Consignes |
**a)** Dans le texte sur le barrage de la Renaissance, relevez tous les adjectifs de nationalité ou d'appartenance, sous chacune des formes où ils apparaissent.
**b)** Écrivez la suite du texte sur le barrage de la Renaissance, en commençant juste après sa dernière phrase.

Texte d'étude |
######
Un tournant dans le dossier du barrage éthiopien de la Renaissance? Peut-être. Le Soudan a rejeté une demande éthiopienne de signer un accord mutuel sur le remplissage du barrage de la Renaissance. « Il y a des problèmes techniques et juridiques qui doivent au préalable être réglés », a déclaré le premier ministre soudanais, Abdallah Hamdok. Le Soudan a toujours adopté une position ambigüe sur la question du barrage. Il était le seul pays, en mars dernier, à ne pas émettre de réserves sur un projet de résolution du Conseil des ministres arabes des Affaires étrangères, dans lequel ils affirmaient leur soutien aux pays en aval dans le dossier du barrage.
######
Données fournies |

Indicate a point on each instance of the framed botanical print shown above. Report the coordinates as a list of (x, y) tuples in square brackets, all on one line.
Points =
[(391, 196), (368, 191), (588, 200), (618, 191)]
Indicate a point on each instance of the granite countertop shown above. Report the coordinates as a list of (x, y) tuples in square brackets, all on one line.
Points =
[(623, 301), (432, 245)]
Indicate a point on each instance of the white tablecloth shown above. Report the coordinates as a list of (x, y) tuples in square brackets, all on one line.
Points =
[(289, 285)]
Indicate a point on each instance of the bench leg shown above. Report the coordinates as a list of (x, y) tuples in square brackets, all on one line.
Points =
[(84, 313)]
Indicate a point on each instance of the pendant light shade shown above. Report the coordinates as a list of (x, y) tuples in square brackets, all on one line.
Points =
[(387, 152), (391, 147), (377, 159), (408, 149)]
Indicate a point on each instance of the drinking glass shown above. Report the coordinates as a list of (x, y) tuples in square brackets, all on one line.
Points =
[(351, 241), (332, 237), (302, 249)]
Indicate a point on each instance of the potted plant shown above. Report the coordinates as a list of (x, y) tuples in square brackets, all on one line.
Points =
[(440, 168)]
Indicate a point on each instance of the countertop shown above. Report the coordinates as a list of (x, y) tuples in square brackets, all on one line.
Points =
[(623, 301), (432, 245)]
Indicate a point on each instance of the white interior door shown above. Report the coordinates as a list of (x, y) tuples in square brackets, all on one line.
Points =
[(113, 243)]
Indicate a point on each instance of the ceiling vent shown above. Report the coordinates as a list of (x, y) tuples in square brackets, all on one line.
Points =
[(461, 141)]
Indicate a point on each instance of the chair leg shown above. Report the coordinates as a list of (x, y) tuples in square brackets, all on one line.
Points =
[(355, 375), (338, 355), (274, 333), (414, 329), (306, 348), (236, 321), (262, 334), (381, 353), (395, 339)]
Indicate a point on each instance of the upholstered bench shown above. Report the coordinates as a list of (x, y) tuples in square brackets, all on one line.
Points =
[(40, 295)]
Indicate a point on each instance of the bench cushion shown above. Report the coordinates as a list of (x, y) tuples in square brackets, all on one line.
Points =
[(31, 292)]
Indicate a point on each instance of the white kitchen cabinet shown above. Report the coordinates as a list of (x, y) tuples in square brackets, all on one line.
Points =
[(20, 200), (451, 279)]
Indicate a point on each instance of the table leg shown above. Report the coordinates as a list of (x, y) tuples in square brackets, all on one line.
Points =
######
Corrigés |
**a)** éthiopien, éthiopienne, soudanais, arabes

**b)**
La nouvelle position soudanaise, conforme à celle de l’Egypte, intervient au moment où l’Ethiopie menace de procéder unilatéralement au remplissage du barrage début juillet prochain. L’Egypte avait transmis, la semaine dernière, au Conseil de sécurité une lettre expliquant les répercussions d’une telle mesure sur « la sécurité et la paix dans la région » et insistant sur la nécessité d’un accord préalable avec l’Ethiopie. « La décision unilatérale de remplir le barrage menace la sécurité hydrique de plus de 100 millions d’Egyptiens qui dépendent entièrement de ce fleuve pour leur approvisionnement en eau », affirmait l’Egypte dans sa lettre.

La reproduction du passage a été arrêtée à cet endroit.